§ What is asked
Find each line in the records below that contains the string "gray", matching case exactly, and copy those lines out in full.

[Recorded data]
━━━━━━━━

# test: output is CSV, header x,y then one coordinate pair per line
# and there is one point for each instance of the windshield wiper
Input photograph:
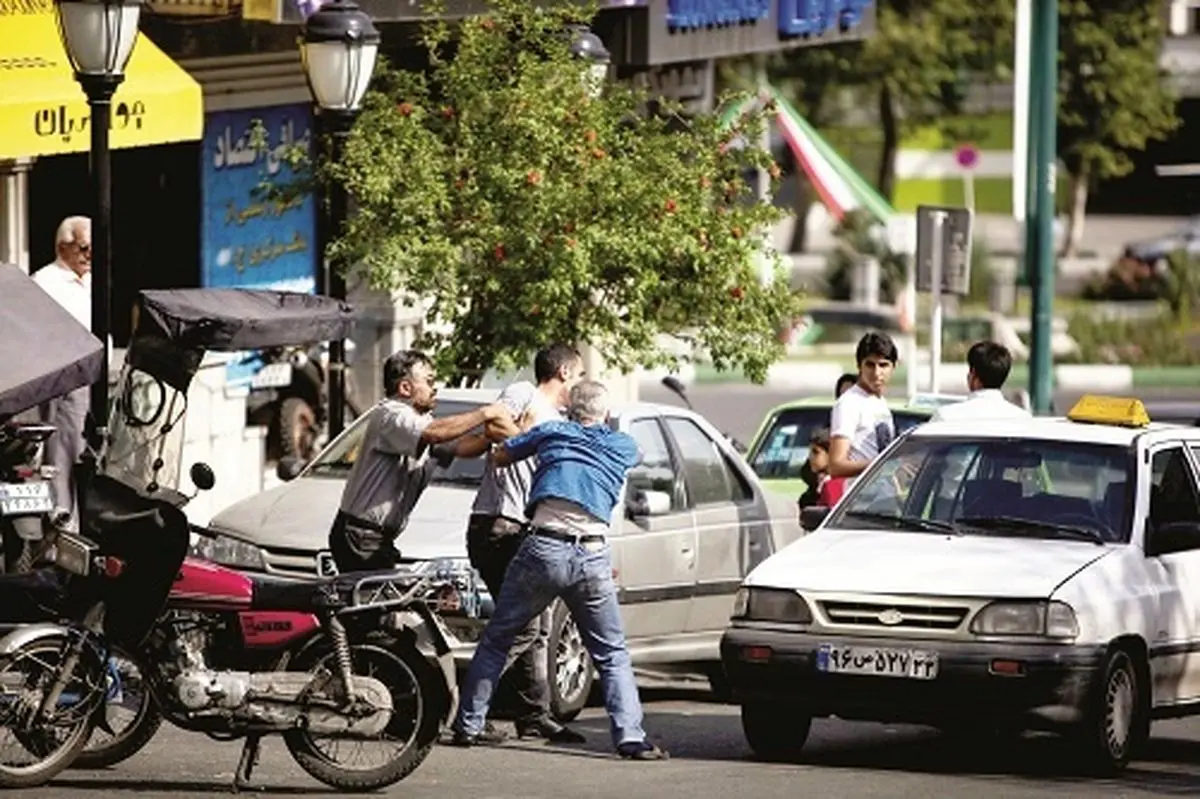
x,y
1018,523
907,522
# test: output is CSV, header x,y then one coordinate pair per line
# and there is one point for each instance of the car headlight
x,y
228,551
1044,619
771,605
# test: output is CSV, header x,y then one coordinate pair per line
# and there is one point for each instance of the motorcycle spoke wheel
x,y
31,752
365,764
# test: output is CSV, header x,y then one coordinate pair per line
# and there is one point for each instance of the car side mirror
x,y
1173,536
289,468
202,476
813,516
648,503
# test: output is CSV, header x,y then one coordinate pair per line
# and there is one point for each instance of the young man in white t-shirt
x,y
861,425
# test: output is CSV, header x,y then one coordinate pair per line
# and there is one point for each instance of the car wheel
x,y
775,732
570,667
1116,721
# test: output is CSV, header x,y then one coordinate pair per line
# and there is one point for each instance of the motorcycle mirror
x,y
676,385
202,476
288,468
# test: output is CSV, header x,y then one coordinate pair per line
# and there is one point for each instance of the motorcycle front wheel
x,y
51,743
418,701
131,713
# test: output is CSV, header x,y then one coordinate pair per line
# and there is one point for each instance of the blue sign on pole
x,y
247,240
816,17
690,14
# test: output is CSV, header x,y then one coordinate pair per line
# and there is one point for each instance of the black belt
x,y
562,535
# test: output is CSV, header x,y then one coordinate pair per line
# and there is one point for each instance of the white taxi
x,y
979,577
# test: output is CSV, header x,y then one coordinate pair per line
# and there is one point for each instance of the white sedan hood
x,y
874,562
298,516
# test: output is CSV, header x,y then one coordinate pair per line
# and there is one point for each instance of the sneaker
x,y
550,730
641,750
487,736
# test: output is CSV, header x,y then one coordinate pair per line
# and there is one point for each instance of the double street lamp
x,y
339,47
99,37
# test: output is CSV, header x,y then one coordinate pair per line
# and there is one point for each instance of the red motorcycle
x,y
355,658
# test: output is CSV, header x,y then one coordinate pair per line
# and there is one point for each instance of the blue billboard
x,y
247,240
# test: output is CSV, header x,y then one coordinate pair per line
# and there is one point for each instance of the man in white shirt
x,y
69,281
861,425
988,367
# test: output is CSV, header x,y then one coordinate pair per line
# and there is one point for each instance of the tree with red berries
x,y
527,210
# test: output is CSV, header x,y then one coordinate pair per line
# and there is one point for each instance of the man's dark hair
x,y
551,359
400,367
877,344
991,362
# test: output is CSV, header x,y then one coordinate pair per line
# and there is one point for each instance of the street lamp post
x,y
99,37
339,47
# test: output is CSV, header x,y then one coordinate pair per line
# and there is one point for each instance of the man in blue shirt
x,y
582,464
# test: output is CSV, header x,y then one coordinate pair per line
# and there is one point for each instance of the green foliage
x,y
858,236
529,211
1113,98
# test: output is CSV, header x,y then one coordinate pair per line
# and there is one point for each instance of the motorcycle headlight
x,y
1042,619
771,605
231,552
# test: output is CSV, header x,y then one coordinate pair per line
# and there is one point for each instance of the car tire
x,y
1116,720
570,668
775,732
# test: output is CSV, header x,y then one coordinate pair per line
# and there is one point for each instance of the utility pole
x,y
1039,250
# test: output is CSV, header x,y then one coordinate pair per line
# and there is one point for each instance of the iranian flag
x,y
838,184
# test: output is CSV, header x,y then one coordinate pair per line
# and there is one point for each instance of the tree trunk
x,y
891,126
1079,184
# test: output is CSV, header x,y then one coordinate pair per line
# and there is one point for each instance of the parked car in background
x,y
693,523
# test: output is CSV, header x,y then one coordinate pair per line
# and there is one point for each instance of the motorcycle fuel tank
x,y
201,583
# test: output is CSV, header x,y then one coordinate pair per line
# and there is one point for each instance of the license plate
x,y
273,376
18,498
877,661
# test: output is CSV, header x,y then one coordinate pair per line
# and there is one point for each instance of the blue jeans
x,y
541,570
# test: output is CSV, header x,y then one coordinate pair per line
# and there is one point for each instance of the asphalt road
x,y
738,409
709,761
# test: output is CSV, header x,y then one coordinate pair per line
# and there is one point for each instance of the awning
x,y
43,110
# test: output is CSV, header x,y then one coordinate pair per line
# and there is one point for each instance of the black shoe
x,y
489,736
641,750
550,730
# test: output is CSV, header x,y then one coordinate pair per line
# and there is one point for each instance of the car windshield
x,y
336,461
990,486
783,451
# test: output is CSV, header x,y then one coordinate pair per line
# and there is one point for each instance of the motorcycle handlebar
x,y
111,518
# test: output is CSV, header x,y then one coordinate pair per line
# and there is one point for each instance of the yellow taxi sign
x,y
1120,412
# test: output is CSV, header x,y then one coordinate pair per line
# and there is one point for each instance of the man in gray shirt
x,y
496,530
393,466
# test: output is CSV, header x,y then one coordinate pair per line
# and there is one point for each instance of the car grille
x,y
894,616
291,563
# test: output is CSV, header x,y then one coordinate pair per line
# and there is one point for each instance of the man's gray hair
x,y
70,228
589,402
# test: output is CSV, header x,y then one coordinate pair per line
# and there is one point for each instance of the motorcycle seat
x,y
273,593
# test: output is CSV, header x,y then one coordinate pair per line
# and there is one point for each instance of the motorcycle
x,y
288,396
225,654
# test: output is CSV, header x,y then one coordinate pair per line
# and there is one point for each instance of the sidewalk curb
x,y
821,376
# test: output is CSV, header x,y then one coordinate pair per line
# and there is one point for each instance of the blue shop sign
x,y
817,17
247,241
691,14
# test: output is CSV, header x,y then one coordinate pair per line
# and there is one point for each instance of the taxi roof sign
x,y
1119,412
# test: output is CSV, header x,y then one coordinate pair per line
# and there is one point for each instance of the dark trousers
x,y
348,558
491,551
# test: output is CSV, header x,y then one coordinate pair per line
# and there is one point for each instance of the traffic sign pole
x,y
1039,251
935,323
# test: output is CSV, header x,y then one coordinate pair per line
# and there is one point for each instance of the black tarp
x,y
234,319
45,352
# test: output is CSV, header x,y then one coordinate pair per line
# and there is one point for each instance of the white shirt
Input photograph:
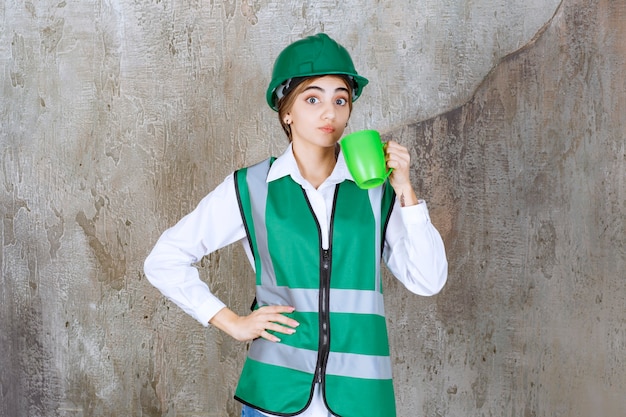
x,y
413,249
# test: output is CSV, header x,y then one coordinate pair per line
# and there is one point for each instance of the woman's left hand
x,y
398,158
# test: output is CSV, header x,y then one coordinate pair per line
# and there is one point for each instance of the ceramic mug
x,y
365,158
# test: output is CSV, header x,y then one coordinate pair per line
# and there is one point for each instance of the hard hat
x,y
312,56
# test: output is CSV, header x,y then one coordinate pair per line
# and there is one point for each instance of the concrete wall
x,y
117,117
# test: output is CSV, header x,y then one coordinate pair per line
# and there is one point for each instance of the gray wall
x,y
117,117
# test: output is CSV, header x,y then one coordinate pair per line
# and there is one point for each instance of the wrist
x,y
407,197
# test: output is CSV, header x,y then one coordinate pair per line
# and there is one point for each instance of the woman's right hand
x,y
256,324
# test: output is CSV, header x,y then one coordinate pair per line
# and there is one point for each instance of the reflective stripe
x,y
306,300
257,187
359,366
279,354
340,364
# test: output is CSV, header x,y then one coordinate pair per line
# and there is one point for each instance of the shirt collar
x,y
286,165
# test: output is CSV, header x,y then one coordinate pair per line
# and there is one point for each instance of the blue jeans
x,y
250,412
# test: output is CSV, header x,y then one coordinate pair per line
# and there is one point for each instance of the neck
x,y
315,164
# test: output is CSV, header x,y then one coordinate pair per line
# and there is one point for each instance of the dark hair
x,y
286,102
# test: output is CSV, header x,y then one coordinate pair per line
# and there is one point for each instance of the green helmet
x,y
312,56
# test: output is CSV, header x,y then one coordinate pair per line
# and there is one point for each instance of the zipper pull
x,y
325,259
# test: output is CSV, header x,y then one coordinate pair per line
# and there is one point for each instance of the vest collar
x,y
286,165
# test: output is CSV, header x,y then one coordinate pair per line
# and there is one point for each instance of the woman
x,y
319,342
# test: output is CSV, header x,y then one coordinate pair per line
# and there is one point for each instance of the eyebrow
x,y
315,87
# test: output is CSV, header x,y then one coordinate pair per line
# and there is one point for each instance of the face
x,y
320,112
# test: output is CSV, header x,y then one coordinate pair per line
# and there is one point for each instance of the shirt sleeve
x,y
216,222
414,251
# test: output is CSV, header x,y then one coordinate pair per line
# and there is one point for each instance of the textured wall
x,y
117,117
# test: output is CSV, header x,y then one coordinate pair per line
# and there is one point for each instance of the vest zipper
x,y
324,307
324,294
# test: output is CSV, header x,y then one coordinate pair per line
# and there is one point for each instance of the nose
x,y
329,111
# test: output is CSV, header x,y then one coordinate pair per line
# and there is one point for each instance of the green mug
x,y
365,158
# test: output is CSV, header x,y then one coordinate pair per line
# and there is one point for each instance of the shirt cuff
x,y
210,308
415,215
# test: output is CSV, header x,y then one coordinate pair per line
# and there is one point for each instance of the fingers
x,y
270,318
397,156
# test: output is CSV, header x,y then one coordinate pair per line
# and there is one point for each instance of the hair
x,y
286,103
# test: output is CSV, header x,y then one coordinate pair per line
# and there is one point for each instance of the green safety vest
x,y
337,294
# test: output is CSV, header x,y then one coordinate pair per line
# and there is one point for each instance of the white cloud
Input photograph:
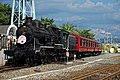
x,y
89,6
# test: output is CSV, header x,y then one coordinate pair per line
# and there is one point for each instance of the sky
x,y
85,14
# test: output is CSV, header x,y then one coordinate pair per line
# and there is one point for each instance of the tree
x,y
4,13
48,21
85,33
68,27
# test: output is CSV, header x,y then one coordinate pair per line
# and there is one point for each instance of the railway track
x,y
101,74
9,68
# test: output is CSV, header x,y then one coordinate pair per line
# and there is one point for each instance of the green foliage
x,y
68,27
72,29
48,21
85,33
4,13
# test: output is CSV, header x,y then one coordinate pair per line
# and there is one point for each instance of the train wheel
x,y
30,61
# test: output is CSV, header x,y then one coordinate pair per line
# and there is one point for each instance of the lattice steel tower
x,y
21,9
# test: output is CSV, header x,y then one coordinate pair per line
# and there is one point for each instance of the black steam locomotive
x,y
38,44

━━━━━━━━

§ Written solution
# and there is one point for each instance of the man in gray shirt
# and there is one point for each instance of the man's gray hair
# and there is one point for each instance of the gray wall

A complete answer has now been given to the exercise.